## TEXTE SOURCE
== == ==

Ce fut donc pour moi une surprise - en effectuant le travail de généalogie de ces diverses pratiques - de réaliser que la volonté d'ouverture sur le dehors et l'introduction de méthodes "actives" étaient au principe même des réformes voulues par les républicains prenant en main l'Instruction Publique en 1879. Le Dictionnaire Pédagogique dirigé par Ferdinand Buisson (1) est un excellent indicateur de cette volonté - faut-il dire de ce rêve ? - de fondation d'une "école républicaine" gouvernée par le principe de l'intuition et de l'activité de l'enfant. Caravanes scolaires à la montagne (ancêtres des classes transplantées), excursions pédagogiques, musées scolaires, jardins scolaires sont ainsi explicitement présentés, dès 1880, comme des orientations désirables voire des réalisations nécessaires (2). Dans le même esprit, on trouve aussi des recommandations pour entreprendre dès cette époque des correspondances interscolaires et beaucoup d'autres propositions qui sont considérées, aujourd'hui encore comme des innovations audacieuses ! Ce qui doit être relevé, c'est que le Dictionnaire est rédigé par les hommes qui prennent à cette époque la direction des principaux organes de l'Instruction Publique, les écoles normales supérieures, les corps d'inspection, etc.. Ce désir de réforme n'est donc pas marginal. Il s'épanouit au sein (et au sommet) de l'Etat républicain naissant.

== == ==

## DONNÉES AFFICHÉES
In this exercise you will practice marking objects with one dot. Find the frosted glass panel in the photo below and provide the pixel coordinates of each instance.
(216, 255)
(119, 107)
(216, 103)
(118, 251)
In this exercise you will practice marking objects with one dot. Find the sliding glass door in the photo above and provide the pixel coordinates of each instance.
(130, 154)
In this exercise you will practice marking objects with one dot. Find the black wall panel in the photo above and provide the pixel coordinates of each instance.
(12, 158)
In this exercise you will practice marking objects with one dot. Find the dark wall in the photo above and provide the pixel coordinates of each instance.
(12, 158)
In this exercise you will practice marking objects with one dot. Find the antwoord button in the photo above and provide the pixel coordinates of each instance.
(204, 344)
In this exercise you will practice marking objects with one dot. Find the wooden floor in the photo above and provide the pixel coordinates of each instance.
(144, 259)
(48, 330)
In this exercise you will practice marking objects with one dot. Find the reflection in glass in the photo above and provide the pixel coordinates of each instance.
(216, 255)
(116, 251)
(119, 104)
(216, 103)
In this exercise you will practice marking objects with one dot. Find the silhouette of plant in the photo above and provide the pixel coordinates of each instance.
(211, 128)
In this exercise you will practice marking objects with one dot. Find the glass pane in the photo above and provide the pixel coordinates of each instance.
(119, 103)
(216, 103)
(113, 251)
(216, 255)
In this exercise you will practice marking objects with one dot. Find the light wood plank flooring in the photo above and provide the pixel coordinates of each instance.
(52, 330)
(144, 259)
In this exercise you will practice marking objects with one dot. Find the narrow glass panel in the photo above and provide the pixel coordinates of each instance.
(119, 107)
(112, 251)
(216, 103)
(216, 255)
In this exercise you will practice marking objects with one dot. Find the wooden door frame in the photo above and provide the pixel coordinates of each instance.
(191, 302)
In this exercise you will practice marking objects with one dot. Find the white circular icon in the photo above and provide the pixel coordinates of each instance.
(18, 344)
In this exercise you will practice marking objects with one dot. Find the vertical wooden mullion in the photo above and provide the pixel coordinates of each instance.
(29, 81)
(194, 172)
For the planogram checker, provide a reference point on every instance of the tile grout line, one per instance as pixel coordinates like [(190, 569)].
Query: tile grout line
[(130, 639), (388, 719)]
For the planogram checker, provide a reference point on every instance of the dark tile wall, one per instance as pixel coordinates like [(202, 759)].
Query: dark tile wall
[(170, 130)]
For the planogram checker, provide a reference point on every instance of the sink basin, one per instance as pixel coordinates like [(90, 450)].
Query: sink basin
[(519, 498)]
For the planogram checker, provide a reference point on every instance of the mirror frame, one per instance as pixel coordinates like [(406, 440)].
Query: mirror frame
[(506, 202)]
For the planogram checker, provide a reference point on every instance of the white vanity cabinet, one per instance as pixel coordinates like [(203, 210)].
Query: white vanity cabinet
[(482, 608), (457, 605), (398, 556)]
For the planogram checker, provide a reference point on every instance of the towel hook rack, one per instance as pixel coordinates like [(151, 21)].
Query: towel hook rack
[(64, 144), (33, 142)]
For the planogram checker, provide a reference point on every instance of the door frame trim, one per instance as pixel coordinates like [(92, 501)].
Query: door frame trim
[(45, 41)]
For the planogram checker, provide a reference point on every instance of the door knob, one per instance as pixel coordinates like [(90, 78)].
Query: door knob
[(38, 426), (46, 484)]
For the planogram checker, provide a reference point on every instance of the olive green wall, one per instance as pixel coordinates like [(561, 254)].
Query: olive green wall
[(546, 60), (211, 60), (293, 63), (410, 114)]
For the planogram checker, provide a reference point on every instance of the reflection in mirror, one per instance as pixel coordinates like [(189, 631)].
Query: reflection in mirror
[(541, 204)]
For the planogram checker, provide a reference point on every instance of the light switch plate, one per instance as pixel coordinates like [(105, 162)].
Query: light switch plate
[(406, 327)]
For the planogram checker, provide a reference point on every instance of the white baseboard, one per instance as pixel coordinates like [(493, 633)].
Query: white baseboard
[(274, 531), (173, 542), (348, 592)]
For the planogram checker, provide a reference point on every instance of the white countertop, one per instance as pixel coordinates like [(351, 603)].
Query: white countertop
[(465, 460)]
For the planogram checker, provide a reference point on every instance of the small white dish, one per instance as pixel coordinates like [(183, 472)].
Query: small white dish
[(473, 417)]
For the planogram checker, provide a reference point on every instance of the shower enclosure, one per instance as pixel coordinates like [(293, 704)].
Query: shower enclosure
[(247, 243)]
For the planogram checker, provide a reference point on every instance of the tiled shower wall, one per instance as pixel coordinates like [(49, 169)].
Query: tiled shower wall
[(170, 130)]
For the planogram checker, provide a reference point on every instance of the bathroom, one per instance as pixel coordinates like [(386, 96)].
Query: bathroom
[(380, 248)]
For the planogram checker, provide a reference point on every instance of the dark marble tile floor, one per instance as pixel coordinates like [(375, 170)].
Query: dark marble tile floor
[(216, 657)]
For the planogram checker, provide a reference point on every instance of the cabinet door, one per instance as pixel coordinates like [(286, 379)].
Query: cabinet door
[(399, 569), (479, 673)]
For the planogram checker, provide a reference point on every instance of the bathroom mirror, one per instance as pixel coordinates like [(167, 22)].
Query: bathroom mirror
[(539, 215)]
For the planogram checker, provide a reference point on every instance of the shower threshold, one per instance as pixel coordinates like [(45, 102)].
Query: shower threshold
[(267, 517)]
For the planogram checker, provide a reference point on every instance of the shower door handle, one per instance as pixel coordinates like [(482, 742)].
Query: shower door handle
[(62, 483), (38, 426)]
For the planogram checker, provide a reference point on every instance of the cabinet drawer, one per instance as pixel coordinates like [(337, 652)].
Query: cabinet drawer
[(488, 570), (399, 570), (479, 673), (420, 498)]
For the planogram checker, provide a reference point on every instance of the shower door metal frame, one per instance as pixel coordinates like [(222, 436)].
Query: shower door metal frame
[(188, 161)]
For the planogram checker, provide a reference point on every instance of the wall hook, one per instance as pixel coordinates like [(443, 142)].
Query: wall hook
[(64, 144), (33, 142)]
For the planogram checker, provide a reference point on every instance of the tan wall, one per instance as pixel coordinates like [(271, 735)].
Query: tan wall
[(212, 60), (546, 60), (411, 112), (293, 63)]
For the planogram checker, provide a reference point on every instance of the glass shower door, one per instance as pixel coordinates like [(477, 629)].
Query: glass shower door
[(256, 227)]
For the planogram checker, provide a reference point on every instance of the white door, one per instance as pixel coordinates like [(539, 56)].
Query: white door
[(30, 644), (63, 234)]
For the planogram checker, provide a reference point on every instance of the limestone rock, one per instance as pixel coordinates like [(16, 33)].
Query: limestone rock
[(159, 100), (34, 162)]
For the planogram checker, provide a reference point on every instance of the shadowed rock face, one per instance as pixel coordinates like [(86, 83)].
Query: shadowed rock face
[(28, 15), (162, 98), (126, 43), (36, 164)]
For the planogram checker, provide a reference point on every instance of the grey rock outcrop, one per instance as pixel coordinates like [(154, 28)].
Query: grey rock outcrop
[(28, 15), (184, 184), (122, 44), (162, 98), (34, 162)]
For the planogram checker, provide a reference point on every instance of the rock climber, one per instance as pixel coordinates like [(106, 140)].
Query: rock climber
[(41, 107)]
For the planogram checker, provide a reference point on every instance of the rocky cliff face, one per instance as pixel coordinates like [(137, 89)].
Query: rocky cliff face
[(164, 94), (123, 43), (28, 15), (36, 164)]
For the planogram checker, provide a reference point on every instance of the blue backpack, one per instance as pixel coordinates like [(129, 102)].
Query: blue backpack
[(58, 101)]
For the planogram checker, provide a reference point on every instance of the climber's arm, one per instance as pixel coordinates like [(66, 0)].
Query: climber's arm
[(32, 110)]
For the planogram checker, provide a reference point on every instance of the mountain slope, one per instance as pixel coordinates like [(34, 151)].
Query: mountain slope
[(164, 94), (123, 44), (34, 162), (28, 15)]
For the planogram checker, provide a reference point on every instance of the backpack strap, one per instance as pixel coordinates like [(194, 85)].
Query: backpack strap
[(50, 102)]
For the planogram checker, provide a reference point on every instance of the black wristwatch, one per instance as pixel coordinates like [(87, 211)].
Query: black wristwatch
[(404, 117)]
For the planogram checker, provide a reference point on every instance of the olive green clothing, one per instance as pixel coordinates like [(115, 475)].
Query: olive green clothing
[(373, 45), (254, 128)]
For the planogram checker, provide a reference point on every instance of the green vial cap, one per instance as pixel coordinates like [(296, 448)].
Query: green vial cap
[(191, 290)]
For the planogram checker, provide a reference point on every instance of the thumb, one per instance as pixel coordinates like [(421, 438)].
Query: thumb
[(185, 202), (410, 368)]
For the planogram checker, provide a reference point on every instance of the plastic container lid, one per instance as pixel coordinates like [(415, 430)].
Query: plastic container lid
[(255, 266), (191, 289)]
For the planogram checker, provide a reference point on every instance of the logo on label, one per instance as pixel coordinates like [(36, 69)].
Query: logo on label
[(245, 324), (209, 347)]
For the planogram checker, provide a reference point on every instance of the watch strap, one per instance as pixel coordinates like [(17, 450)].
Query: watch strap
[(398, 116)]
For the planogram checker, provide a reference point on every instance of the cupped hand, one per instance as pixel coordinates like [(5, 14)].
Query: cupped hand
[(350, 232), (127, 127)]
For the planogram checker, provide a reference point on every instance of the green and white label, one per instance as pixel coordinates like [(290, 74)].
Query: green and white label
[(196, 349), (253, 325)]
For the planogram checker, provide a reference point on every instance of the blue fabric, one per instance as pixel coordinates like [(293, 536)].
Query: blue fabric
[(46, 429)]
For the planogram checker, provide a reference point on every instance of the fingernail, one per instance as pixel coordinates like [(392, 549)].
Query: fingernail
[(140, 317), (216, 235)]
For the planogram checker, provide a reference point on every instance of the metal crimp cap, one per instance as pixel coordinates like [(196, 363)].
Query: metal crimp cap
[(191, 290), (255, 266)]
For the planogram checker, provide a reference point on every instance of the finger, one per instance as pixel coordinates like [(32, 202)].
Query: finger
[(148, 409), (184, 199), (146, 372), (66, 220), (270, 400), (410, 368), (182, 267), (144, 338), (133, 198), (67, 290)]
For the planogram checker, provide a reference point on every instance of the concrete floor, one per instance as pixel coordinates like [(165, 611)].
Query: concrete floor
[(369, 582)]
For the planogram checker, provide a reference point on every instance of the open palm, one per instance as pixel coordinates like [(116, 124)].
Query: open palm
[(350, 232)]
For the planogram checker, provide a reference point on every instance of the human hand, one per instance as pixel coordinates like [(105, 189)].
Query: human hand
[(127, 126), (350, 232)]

== == ==

## CONSIGNE
Recopiez mot pour mot, en entier, le texte sur les réformes scolaires voulues par les républicains en 1879.

## SOLUTION
Ce fut donc pour moi une surprise - en effectuant le travail de généalogie de ces diverses pratiques - de réaliser que la volonté d'ouverture sur le dehors et l'introduction de méthodes "actives" étaient au principe même des réformes voulues par les républicains prenant en main l'Instruction Publique en 1879. Le Dictionnaire Pédagogique dirigé par Ferdinand Buisson (1) est un excellent indicateur de cette volonté - faut-il dire de ce rêve ? - de fondation d'une "école républicaine" gouvernée par le principe de l'intuition et de l'activité de l'enfant. Caravanes scolaires à la montagne (ancêtres des classes transplantées), excursions pédagogiques, musées scolaires, jardins scolaires sont ainsi explicitement présentés, dès 1880, comme des orientations désirables voire des réalisations nécessaires (2). Dans le même esprit, on trouve aussi des recommandations pour entreprendre dès cette époque des correspondances interscolaires et beaucoup d'autres propositions qui sont considérées, aujourd'hui encore comme des innovations audacieuses ! Ce qui doit être relevé, c'est que le Dictionnaire est rédigé par les hommes qui prennent à cette époque la direction des principaux organes de l'Instruction Publique, les écoles normales supérieures, les corps d'inspection, etc.. Ce désir de réforme n'est donc pas marginal. Il s'épanouit au sein (et au sommet) de l'Etat républicain naissant.